Exercise description |
Nothing before the line containing "Confirm that each instance of the green" belongs in the answer; quote that line and all lines after it through the end of the material, word for word.

Data |
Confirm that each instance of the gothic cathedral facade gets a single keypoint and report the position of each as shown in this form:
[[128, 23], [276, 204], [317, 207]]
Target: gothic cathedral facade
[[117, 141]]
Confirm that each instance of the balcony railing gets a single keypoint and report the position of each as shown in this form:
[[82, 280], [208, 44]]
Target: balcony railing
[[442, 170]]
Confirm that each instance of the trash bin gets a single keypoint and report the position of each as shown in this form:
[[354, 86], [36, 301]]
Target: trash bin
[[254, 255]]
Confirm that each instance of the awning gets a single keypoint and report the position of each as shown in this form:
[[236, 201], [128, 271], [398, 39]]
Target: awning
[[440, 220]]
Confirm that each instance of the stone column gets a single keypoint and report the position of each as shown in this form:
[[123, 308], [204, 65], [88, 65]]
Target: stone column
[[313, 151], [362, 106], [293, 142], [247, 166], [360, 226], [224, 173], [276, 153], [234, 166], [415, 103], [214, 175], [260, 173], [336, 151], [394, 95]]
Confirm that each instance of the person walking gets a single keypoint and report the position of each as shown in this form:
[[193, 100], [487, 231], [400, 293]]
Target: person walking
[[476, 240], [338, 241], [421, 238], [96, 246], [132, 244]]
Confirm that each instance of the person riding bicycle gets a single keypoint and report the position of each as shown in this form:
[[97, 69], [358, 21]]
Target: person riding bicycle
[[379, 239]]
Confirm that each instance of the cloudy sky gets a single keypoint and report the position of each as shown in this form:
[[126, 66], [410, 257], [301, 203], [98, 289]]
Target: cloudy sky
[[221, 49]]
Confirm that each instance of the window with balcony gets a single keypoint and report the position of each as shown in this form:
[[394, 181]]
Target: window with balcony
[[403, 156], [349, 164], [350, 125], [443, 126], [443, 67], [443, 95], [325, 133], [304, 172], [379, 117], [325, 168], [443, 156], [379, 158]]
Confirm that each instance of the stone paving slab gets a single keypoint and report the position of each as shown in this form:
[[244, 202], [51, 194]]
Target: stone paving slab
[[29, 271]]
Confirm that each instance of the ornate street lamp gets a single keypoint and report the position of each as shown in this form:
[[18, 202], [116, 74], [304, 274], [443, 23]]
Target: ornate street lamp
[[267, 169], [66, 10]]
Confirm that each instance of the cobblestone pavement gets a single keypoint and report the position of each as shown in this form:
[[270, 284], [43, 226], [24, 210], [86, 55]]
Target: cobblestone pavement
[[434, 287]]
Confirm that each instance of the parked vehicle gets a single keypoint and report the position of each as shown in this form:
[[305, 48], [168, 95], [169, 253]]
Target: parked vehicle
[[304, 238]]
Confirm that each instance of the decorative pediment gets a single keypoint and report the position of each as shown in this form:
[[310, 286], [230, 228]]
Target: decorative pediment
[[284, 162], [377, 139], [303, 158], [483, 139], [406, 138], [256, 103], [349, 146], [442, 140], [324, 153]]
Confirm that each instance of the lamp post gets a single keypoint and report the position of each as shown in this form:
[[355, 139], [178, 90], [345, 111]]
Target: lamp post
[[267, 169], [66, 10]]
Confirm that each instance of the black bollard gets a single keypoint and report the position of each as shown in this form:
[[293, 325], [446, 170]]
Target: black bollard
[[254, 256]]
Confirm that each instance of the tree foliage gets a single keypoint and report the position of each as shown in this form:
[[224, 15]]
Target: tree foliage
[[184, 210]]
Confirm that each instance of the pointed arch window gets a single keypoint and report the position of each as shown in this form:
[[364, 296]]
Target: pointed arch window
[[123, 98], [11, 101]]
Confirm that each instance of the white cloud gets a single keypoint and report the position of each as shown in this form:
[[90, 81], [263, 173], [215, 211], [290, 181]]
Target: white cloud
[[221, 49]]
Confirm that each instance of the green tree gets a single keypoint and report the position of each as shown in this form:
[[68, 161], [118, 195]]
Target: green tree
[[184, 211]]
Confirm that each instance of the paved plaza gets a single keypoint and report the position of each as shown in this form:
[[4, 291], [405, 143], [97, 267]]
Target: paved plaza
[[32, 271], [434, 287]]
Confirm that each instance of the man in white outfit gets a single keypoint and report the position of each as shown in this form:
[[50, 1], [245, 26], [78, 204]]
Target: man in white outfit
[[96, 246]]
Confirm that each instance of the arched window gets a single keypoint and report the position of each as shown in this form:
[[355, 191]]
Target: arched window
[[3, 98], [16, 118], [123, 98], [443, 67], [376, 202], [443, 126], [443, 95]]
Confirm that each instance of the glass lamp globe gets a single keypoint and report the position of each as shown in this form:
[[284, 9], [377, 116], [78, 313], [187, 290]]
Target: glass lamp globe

Final result |
Confirm that each instance of the green tree gets a single keypoint and report the position of each as shown in this form:
[[68, 161], [118, 195]]
Target: green tree
[[184, 211]]
Confirm that each instance of the paved plaza gets a single keypoint and report the position of each as shown in this form:
[[4, 291], [405, 143], [97, 267]]
Target: paved plaza
[[32, 271], [434, 287]]
Confirm that each instance of the man in white outfit gets a single keypoint and report the position of each as shown in this form:
[[50, 1], [245, 26], [78, 204]]
Target: man in white outfit
[[96, 246]]
Confirm that each instance of the arched window gets a single keypoint and report the position of each as shown in this form:
[[355, 191]]
Target: arched window
[[3, 98], [16, 118], [123, 98], [443, 67], [376, 202], [443, 126], [443, 95]]
Confirm that each instance of the glass lamp globe gets a single keypoint and report the position of each as shown in this form:
[[284, 9], [377, 116], [78, 313], [187, 290]]
Target: glass lamp globe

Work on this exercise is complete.